(Record set)
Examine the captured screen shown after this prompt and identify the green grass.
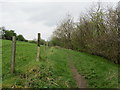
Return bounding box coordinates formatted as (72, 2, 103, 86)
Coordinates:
(64, 49, 119, 88)
(2, 40, 119, 88)
(2, 40, 76, 88)
(0, 39, 2, 88)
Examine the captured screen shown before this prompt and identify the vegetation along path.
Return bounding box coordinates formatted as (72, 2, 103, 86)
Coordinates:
(67, 52, 87, 88)
(69, 61, 87, 88)
(2, 40, 119, 88)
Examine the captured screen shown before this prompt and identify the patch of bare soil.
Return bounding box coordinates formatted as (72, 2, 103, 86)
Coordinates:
(69, 62, 87, 88)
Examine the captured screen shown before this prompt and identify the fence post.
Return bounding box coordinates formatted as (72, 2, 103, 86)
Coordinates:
(47, 41, 48, 47)
(36, 33, 40, 61)
(44, 41, 46, 54)
(11, 36, 16, 73)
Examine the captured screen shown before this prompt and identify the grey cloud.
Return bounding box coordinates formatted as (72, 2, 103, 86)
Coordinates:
(21, 2, 91, 26)
(22, 3, 67, 26)
(1, 2, 117, 40)
(1, 2, 92, 27)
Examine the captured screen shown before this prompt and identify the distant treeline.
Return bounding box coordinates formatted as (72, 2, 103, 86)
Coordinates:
(0, 27, 46, 45)
(0, 27, 27, 42)
(50, 3, 120, 64)
(28, 39, 46, 45)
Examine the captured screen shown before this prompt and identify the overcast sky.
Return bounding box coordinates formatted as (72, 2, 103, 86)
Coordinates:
(0, 0, 119, 40)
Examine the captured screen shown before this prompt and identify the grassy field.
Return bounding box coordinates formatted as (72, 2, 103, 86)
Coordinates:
(2, 40, 119, 88)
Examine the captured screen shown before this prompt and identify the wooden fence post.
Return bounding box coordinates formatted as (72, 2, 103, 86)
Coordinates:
(11, 36, 16, 73)
(47, 41, 48, 47)
(44, 41, 46, 54)
(36, 33, 40, 61)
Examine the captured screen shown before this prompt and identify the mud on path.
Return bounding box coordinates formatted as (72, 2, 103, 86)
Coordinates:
(67, 52, 87, 88)
(69, 61, 87, 88)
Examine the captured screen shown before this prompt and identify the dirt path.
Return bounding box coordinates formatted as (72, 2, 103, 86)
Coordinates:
(66, 52, 87, 88)
(69, 61, 87, 88)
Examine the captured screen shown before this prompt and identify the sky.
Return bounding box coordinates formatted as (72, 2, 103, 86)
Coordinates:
(0, 0, 119, 40)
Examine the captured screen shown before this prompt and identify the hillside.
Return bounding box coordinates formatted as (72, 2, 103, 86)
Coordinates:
(2, 40, 119, 88)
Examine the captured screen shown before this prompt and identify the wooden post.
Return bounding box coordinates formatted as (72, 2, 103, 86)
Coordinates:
(36, 33, 40, 61)
(47, 41, 49, 47)
(44, 41, 46, 54)
(11, 36, 16, 73)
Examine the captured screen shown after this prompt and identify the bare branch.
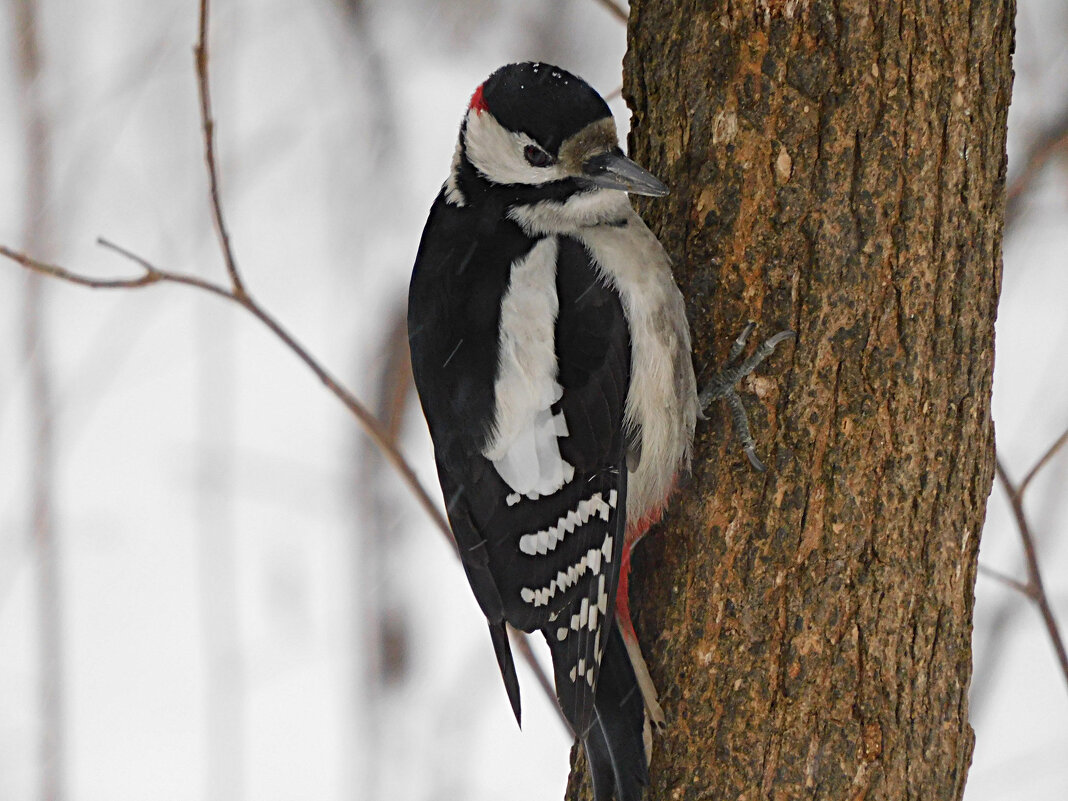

(Work instruction) Collect, from the material above, every line containing the word "after".

(Output of the exercise)
Examine the captured screen shown after this prompt and identify the green grass.
Examine the captured screen shown after this prompt and identify the bare branch.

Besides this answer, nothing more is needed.